◆ Teks yang Ditampilkan ◆

>>>

Quote from: willibordus on 10 November 2007, 11:57:34 AM
KUCING SANG GURU
Setiap kali guru siap untuk melakukan ibadat malam, kucing asrama mengeong-ngeong, sehingga mengganggu orang yang sedang berdoa. Maka ia menyuruh supaya kucing itu diikat selama ibadat malam.
Lama sesudah guru meninggal, kucing itu masih tetap diikat selama ibadat malam. Dan setelah kucing itu mati, dibawalah kucing baru ke asrama, untuk dapat diikat sebagaimana biasa terjadi selama ibadat malam.
Berabad-abad kemudian kitab-kitab tafsir penuh dengan tulisan ilmiah murid-murid sang guru, mengenai peranan penting seekor kucing dalam ibadat yang diatur sebagaimana mestinya.
(Burung Berkicau, Anthony de Mello SJ, Yayasan Cipta Loka Caraka, Cetakan 7, 1994)
Cerita yang menarik..
Tapi tampaknya sang guru membuat kesalahan.
Alangkah baiknya kalau dia menjelaskan alasan mengikat kucing pada saat ibadat malam agar murid-muridnya tidak salah kaprah.. :-?
Begitu pula dengan pembakaran api homa.
Tampaknya perlu ada penjelasan agar tidak salah kaprah juga.. :)
Kadang bagaimana ya..
Gurunya yang lupa menjelaskan mengapa kucing itu diikat
atau
Muridnya yang terlalu menghargai / terlalu takut sehingga tidak berani menanyakan mengapa kucing itu diikat
it's stupid...
sama seperti mengira baca mantra bisa terlahir di alam Buddha...:hammer:
Quote from: Hedi Kasmanto on 12 November 2007, 12:42:23 PM
Quote from: kosdi on 12 November 2007, 12:10:02 PM
bro hedi tantenya kasian banget yah....

<<<

◆ Daftar Tugas ◆
1) Kutip tanpa perubahan bagian teks tentang kucing sang guru dari "Lama sesudah guru" hingga "terjadi selama ibadat malam.".
2) Tuliskan lanjutan teks tentang kucing sang guru, dimulai sesudah kalimat terakhirnya.
Data di bawah ini adalah bahan tersendiri dan tidak berkaitan dengan teks tentang kucing sang guru.

◆ Data Mentah ◆
>>>

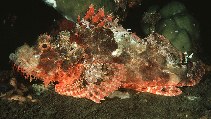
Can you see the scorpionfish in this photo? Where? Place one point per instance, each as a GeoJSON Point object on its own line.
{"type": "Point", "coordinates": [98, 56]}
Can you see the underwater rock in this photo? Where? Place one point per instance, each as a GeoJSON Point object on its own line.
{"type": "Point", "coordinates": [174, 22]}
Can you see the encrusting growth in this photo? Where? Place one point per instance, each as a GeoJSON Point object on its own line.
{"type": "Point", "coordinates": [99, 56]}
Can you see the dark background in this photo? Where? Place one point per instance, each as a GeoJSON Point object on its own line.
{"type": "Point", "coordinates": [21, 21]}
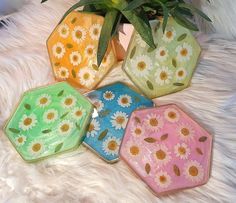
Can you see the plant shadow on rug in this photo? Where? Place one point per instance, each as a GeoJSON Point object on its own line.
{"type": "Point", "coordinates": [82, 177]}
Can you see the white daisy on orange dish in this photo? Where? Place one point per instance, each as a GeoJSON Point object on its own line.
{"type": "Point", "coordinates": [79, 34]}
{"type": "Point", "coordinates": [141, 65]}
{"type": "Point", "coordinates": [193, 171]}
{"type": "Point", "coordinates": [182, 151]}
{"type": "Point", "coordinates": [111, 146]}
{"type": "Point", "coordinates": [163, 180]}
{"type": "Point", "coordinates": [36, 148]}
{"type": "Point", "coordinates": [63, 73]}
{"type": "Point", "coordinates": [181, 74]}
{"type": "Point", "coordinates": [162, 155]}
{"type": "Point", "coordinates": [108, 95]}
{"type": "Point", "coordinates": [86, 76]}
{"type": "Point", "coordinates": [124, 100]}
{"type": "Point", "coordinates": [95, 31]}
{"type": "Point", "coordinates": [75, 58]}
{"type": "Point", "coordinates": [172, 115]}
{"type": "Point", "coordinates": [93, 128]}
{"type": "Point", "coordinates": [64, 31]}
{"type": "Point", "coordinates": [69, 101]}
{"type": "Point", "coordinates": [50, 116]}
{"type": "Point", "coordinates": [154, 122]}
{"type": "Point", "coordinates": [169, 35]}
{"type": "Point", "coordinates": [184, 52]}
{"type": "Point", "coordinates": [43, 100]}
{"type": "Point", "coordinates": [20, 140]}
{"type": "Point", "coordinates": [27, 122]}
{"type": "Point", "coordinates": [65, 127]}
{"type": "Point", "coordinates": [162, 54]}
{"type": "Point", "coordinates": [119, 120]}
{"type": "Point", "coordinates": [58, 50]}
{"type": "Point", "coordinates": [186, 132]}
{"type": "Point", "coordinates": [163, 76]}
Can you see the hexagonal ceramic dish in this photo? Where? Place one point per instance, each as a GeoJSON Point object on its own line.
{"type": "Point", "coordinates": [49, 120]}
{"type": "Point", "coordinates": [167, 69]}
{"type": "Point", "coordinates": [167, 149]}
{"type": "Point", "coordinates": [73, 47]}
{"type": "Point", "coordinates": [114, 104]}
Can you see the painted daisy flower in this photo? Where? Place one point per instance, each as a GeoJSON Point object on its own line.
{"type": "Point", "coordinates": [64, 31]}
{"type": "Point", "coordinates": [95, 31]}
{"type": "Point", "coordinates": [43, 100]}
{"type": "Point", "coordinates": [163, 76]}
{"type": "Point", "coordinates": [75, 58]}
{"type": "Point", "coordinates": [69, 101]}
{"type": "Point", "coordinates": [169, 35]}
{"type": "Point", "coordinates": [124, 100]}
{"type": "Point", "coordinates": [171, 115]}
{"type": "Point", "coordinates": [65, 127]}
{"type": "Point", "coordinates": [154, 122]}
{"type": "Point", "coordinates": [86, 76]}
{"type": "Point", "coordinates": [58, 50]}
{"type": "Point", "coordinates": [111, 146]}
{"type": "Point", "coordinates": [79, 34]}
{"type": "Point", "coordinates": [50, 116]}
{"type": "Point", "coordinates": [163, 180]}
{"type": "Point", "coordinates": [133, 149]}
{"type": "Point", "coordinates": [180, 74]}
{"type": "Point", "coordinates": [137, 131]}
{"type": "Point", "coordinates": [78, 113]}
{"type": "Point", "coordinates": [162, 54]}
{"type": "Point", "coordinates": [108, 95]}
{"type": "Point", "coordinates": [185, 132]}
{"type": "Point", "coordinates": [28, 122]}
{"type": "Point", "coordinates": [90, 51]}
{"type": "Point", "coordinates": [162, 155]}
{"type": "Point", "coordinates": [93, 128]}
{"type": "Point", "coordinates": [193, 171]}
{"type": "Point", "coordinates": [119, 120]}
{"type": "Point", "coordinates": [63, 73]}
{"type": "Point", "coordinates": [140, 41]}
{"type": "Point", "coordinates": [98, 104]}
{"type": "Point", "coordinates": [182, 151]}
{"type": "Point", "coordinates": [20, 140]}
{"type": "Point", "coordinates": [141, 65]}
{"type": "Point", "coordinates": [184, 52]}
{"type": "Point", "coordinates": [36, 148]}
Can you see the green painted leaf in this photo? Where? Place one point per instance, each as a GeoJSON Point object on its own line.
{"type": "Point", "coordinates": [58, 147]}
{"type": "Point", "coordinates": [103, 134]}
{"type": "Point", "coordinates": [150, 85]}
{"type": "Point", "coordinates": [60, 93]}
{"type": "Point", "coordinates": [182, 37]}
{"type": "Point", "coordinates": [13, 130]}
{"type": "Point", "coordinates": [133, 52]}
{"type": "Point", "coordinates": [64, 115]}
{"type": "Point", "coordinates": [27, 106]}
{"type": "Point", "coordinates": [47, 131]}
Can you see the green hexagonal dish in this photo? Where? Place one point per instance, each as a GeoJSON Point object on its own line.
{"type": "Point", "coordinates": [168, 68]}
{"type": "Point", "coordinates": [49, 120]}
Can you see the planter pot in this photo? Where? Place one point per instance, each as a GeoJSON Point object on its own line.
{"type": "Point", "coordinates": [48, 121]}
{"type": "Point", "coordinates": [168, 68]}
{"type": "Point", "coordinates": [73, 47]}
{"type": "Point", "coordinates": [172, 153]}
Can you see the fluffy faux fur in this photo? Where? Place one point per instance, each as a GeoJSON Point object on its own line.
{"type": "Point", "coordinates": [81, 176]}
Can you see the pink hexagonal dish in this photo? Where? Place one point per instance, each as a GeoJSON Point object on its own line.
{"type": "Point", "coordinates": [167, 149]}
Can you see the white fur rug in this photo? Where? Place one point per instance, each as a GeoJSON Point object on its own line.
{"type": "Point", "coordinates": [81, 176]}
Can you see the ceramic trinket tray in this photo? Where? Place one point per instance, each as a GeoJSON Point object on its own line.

<<<
>>>

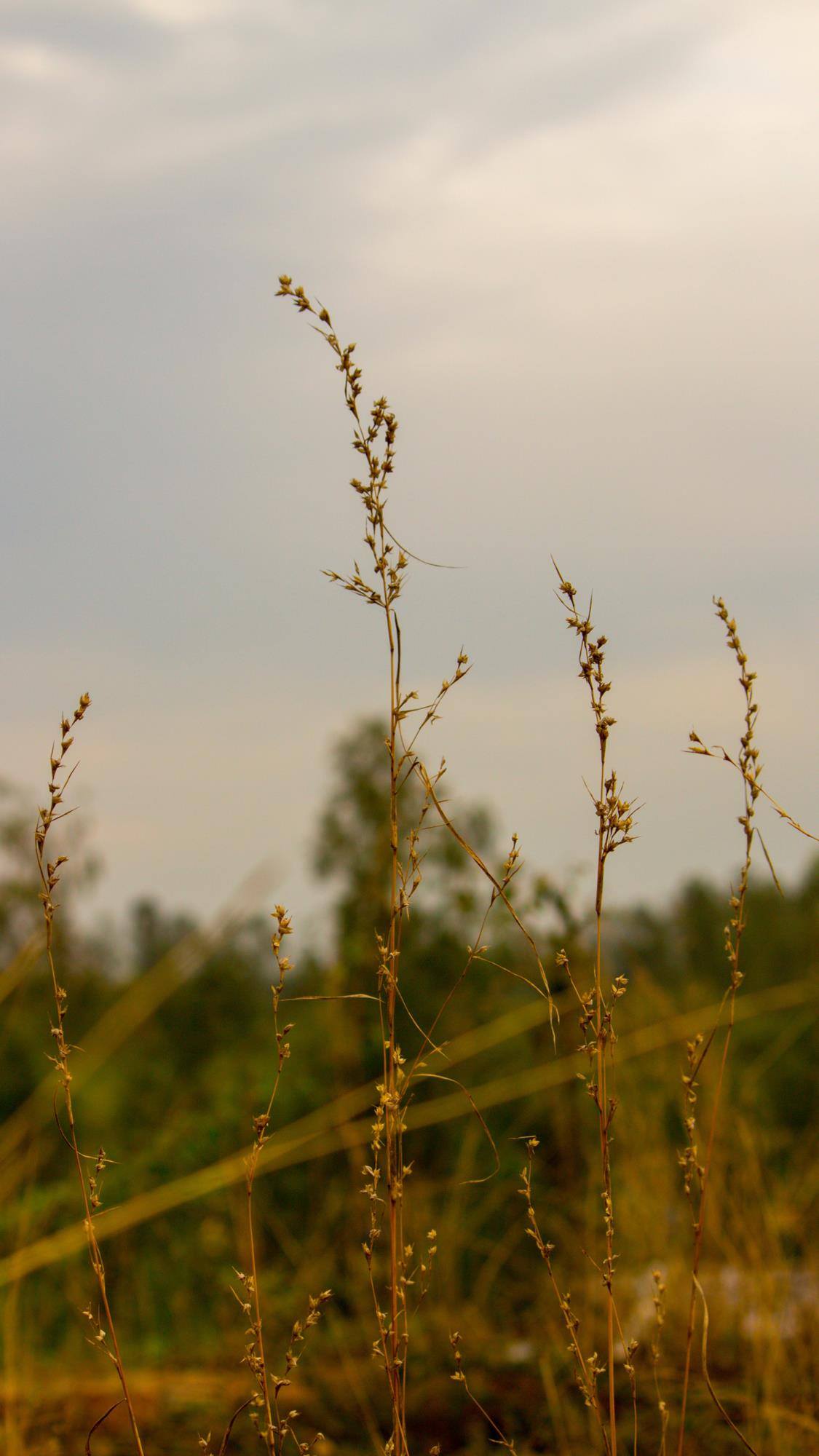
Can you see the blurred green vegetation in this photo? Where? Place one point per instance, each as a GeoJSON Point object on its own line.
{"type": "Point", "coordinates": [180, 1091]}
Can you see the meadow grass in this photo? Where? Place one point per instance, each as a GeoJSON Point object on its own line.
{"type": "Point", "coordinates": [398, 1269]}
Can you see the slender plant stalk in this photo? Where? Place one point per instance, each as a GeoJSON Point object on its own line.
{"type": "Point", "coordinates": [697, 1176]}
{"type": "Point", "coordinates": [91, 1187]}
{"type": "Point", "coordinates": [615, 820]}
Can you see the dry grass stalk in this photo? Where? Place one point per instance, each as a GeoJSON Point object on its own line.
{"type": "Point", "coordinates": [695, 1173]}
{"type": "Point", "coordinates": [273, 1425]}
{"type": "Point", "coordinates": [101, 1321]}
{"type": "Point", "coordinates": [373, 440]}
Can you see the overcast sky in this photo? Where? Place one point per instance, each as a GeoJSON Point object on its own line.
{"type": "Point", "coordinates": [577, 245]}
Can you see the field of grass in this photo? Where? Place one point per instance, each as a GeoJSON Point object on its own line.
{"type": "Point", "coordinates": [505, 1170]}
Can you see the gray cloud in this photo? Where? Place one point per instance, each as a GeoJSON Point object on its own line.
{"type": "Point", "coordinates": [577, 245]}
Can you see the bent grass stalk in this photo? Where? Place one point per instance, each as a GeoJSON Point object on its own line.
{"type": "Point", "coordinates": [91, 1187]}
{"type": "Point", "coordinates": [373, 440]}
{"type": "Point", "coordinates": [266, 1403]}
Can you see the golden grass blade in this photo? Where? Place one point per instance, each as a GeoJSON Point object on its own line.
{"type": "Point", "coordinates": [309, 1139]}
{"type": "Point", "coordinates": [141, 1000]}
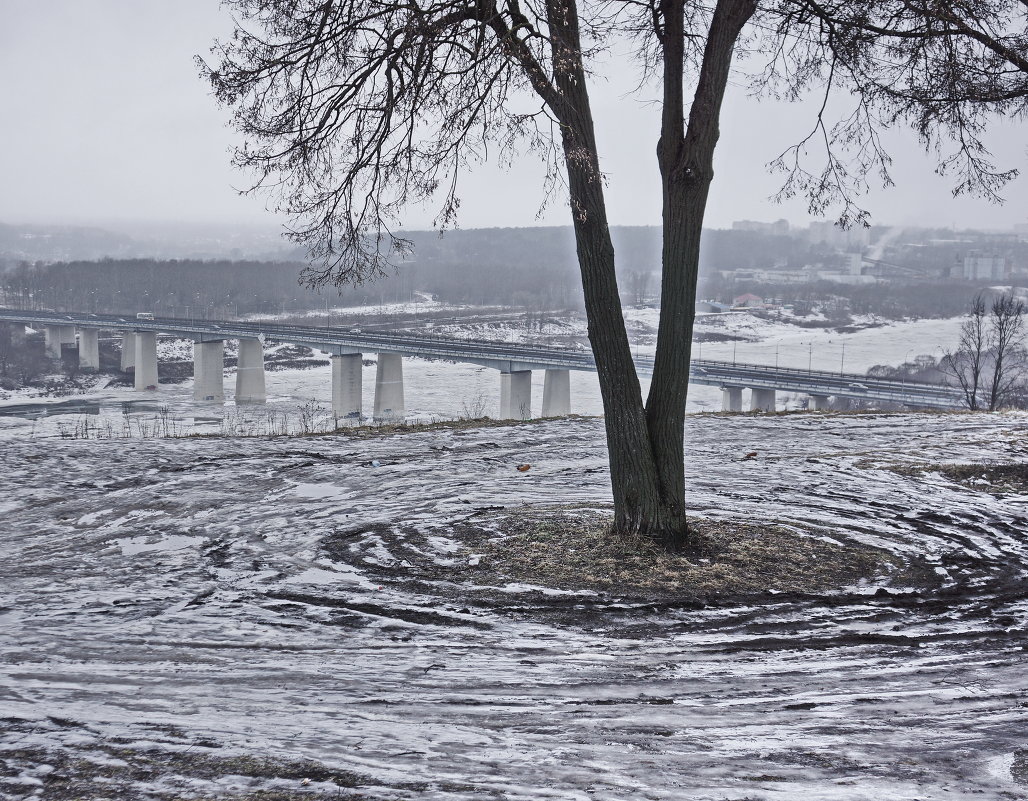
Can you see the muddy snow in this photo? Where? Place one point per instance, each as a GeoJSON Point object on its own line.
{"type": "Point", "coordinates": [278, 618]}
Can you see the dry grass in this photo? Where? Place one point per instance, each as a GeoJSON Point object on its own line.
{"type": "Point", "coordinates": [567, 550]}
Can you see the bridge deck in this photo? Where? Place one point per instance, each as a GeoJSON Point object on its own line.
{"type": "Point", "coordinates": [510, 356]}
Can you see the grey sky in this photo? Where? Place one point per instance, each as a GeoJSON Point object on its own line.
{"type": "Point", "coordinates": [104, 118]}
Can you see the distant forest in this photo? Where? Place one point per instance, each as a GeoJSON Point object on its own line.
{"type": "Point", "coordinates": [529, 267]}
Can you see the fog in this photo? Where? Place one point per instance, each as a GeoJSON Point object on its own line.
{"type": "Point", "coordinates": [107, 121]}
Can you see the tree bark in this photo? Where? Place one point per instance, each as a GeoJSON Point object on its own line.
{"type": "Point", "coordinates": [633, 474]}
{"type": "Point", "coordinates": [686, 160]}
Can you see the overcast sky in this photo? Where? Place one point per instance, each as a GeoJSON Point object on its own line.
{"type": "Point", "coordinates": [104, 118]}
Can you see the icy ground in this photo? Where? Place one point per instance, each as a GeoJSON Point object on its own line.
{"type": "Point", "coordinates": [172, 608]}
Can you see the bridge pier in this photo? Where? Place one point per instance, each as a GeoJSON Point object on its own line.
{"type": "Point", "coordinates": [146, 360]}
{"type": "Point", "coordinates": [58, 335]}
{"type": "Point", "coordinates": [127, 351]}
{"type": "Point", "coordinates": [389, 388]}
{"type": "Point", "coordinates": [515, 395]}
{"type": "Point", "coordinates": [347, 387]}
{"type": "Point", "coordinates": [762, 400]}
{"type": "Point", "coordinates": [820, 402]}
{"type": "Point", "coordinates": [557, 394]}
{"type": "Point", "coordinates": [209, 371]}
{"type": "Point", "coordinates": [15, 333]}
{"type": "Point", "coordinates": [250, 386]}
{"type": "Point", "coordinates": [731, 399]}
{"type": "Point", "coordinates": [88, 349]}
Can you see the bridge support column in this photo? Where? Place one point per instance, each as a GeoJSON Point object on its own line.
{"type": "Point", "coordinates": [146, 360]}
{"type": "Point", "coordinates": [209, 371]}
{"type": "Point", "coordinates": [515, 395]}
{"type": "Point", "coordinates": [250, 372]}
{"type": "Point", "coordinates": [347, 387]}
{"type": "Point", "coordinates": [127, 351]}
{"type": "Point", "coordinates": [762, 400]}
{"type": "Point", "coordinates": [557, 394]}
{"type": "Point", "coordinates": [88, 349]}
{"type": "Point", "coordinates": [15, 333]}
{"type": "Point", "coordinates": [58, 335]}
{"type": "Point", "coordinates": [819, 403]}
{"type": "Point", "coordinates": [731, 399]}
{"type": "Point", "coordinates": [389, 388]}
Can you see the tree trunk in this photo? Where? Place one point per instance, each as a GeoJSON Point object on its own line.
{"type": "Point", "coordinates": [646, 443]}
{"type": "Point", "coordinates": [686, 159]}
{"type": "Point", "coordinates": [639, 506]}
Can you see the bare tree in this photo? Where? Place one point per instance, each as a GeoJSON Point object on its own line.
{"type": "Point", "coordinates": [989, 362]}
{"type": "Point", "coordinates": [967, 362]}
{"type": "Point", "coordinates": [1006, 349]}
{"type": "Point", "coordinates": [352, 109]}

<<<
>>>

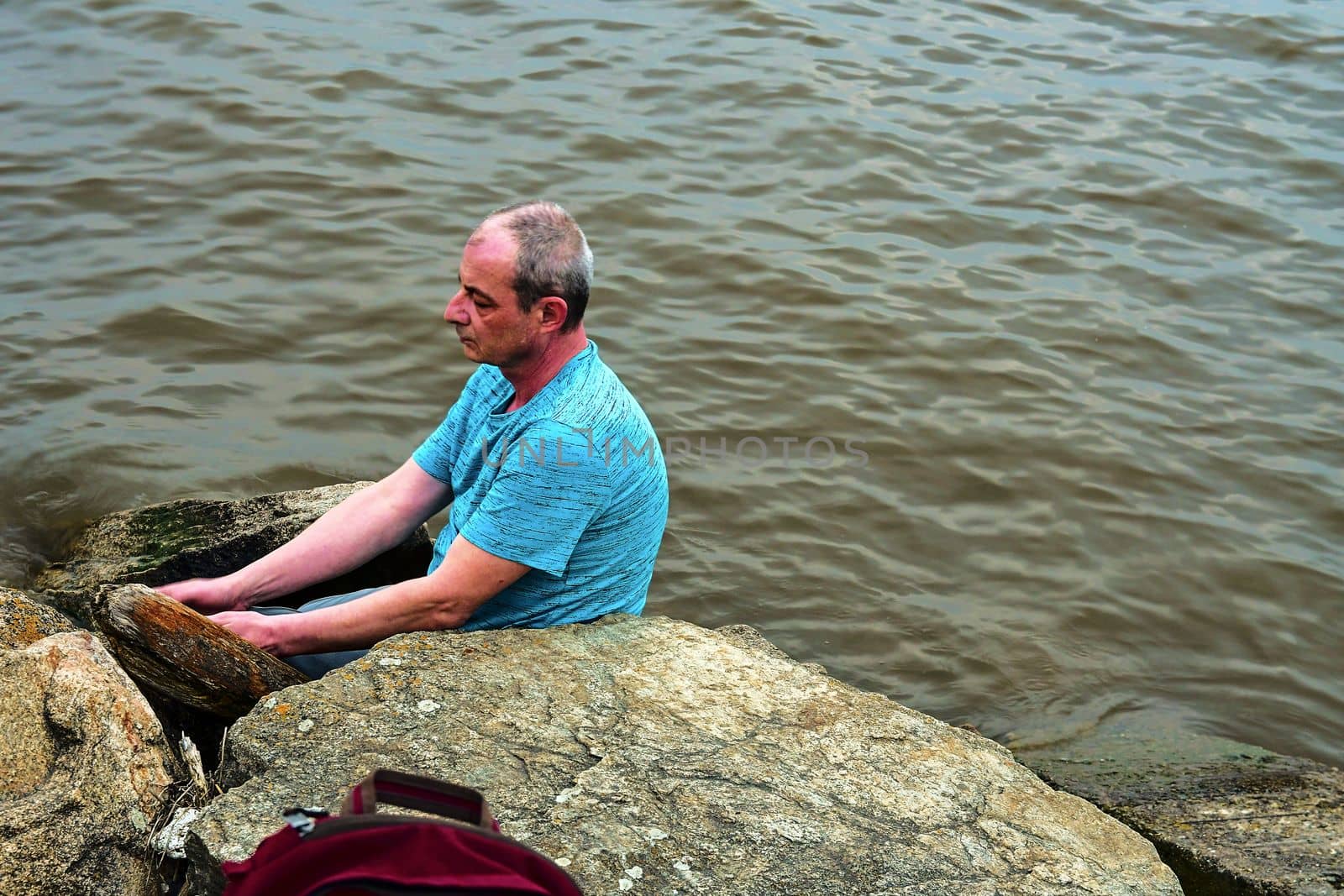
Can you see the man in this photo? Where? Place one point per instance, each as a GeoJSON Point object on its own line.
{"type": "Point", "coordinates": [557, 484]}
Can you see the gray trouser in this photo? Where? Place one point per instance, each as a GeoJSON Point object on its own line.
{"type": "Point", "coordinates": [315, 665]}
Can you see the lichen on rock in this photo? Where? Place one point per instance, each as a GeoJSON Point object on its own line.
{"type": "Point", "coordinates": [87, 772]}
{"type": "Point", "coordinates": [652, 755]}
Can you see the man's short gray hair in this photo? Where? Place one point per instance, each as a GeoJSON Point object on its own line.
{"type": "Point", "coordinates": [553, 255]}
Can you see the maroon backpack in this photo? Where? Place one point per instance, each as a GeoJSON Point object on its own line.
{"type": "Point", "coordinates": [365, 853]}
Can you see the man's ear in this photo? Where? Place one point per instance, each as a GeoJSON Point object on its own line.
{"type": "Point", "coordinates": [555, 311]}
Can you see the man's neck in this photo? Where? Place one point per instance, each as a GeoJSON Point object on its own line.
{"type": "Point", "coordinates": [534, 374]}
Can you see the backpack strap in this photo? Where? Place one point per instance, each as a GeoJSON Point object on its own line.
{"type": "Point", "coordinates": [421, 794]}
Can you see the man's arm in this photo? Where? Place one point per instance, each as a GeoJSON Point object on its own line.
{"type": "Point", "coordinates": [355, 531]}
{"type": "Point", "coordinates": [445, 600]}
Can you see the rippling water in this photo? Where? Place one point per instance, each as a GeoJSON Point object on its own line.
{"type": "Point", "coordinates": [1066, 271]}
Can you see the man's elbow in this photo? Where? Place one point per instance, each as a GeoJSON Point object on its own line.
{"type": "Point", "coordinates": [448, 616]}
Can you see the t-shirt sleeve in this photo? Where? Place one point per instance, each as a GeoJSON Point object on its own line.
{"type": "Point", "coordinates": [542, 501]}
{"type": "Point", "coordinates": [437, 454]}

<<<

◆ Hasil yang Diharapkan ◆
1)
Lama sesudah guru meninggal, kucing itu masih tetap diikat selama ibadat malam. Dan setelah kucing itu mati, dibawalah kucing baru ke asrama, untuk dapat diikat sebagaimana biasa terjadi selama ibadat malam.

2)
kasi penjelasan donk. buddhism itu bagaimana aslinya
smoga smua makhluk berbahagia. _/\_
Sudah dijelasin se, dia udah pindah, dan dia sudah nyaman dengan K ya apa boleh buat.. Itu papan2 leluhur nya aja semua udah dibakar
:( :( :( :'( :'( :'( :'(
_/\_
Papan Leluhur dibakar ?
Walaupun ga masuk akal tuh papan...
Kenapa ga hargai tuh Papan yang udah dijaga sama Bokap, Kakek en Leluhurnya ?
Bener-bener Missionaris buajingan smoa...
dari rata-rata kasus yg pernah kudengar... Hasutan pendeta terkait yg "maksa" bakar
Quote from: Kemenyan link=topic=916.msg14265#msg14265
dari rata-rata kasus yg pernah kudengar... Hasutan pendeta terkait yg "maksa" bakar
Karena dianggap menduakan Tuhan a.k.a memuja berhala
wah, pada OOT nih. :)
dr ttg pembakaran api homa sampe cerita misionaris Kr.
back to topic plz...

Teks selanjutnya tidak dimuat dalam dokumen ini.